--- BEGIN Exercise inputs ---

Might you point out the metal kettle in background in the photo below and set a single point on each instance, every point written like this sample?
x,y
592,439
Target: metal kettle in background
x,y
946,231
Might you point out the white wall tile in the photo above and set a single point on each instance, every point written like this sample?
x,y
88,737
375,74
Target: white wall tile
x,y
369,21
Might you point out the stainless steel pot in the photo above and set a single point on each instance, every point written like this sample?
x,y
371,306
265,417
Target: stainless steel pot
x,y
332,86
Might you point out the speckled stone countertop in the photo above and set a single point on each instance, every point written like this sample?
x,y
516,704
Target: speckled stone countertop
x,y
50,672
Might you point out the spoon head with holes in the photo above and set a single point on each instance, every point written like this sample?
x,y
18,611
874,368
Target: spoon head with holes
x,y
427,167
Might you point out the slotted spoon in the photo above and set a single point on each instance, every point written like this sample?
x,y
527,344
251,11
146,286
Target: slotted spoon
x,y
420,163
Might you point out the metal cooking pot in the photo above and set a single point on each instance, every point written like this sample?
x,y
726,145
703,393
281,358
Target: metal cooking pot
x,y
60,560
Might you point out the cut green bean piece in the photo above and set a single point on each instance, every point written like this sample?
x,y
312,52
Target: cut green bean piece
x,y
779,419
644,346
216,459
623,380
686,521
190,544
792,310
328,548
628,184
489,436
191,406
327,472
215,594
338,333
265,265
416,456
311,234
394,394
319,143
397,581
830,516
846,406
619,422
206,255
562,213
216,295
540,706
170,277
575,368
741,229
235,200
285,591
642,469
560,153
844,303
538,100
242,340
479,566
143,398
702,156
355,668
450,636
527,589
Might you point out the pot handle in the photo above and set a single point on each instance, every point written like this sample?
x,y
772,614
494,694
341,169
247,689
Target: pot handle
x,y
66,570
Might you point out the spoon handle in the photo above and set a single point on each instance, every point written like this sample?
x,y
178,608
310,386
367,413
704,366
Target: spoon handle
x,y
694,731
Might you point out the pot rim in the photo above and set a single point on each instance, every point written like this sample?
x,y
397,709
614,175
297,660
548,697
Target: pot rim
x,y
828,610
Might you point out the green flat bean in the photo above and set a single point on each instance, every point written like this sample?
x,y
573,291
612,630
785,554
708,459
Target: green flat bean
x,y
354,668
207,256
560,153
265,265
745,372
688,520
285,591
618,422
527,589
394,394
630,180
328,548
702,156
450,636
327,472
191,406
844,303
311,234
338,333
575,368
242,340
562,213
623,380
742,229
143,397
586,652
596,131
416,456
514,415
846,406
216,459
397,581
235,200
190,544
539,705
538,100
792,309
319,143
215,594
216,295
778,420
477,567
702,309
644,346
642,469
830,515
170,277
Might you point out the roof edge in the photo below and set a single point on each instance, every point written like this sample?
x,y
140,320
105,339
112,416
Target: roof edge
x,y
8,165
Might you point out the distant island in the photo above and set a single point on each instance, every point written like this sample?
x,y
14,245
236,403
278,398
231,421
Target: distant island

--- END Exercise inputs ---

Required work - Write out every entry word for word.

Result -
Might you point out the metal kettle in background in the photo below and set a single point on each instance, every point written like this sample?
x,y
592,439
Target: metal kettle in background
x,y
946,231
Might you point out the white wall tile in the photo above and set a single point on each instance, every point written like this sample?
x,y
88,737
375,74
Target: white wall tile
x,y
369,21
Might you point out the stainless steel pot in the photo above and set a single point on each instance, every point written like this sample?
x,y
371,306
265,417
Target: stainless steel pot
x,y
332,86
Might you point out the speckled stone countertop in the photo above and set a single point on each instance, every point written like this sample?
x,y
516,704
Target: speckled stone countertop
x,y
50,672
Might you point out the spoon head with holes in the photo above and set a single point on each instance, every point written like this sample?
x,y
18,611
874,368
Target: spoon head with holes
x,y
427,167
Might you point out the slotted spoon in the photo above and set a single point on each instance, every point written like this sample?
x,y
527,344
251,11
146,286
Target: slotted spoon
x,y
420,163
Might you point out the metal cooking pot in the photo above and set a single point on each instance, every point written like this sample?
x,y
726,145
703,393
281,358
Target: metal cooking pot
x,y
60,560
Might you point out the cut green bean piece in the photo above and set a single point on each instance, every point written like this sample?
x,y
312,52
Target: cut green bean piece
x,y
779,419
644,346
216,459
623,380
686,521
190,544
792,310
328,548
628,184
489,436
191,406
327,472
215,594
338,333
265,265
416,456
311,234
394,394
319,143
397,581
830,516
846,406
619,422
206,255
562,213
216,295
540,706
170,277
575,368
741,229
235,200
285,591
642,469
560,153
844,303
538,100
242,340
479,566
143,398
702,156
355,668
450,636
527,589
Might you point out the pot handle in the photo above and set a single point on each instance, every point written like this sample?
x,y
772,614
494,694
341,169
247,689
Target: pot handle
x,y
66,570
Might you point out the spoon handle in the photo above and set a single point on each instance, every point written like this sample?
x,y
178,608
310,386
367,413
704,366
Target: spoon handle
x,y
694,731
Might you point out the pot rim in the photo above and set a single point on each instance, every point written like this sample?
x,y
397,709
614,175
297,660
548,697
Target: pot rim
x,y
828,610
Might you point out the green flat bean in the photo above and set a single point on each instance, every point written like this sample?
x,y
573,291
612,630
785,554
708,459
Target: green flat bean
x,y
354,668
207,256
560,153
265,265
745,372
688,520
285,591
618,422
527,589
394,394
630,180
328,548
702,156
450,636
327,472
191,406
844,303
311,234
338,333
575,368
242,340
562,213
623,380
742,229
143,397
586,652
596,131
416,456
514,415
846,406
216,459
397,581
235,200
190,544
539,705
538,100
792,309
319,143
215,594
216,295
778,420
477,567
702,309
644,346
642,469
830,515
170,277
Might you point out the roof edge in the photo below and set a single point on each instance, every point written like this sample?
x,y
140,320
105,339
112,416
Target: roof edge
x,y
8,165
Might you point out the distant island in the photo above and set a single point on each instance, every point written like this sample?
x,y
14,245
236,403
278,398
231,421
Target: distant island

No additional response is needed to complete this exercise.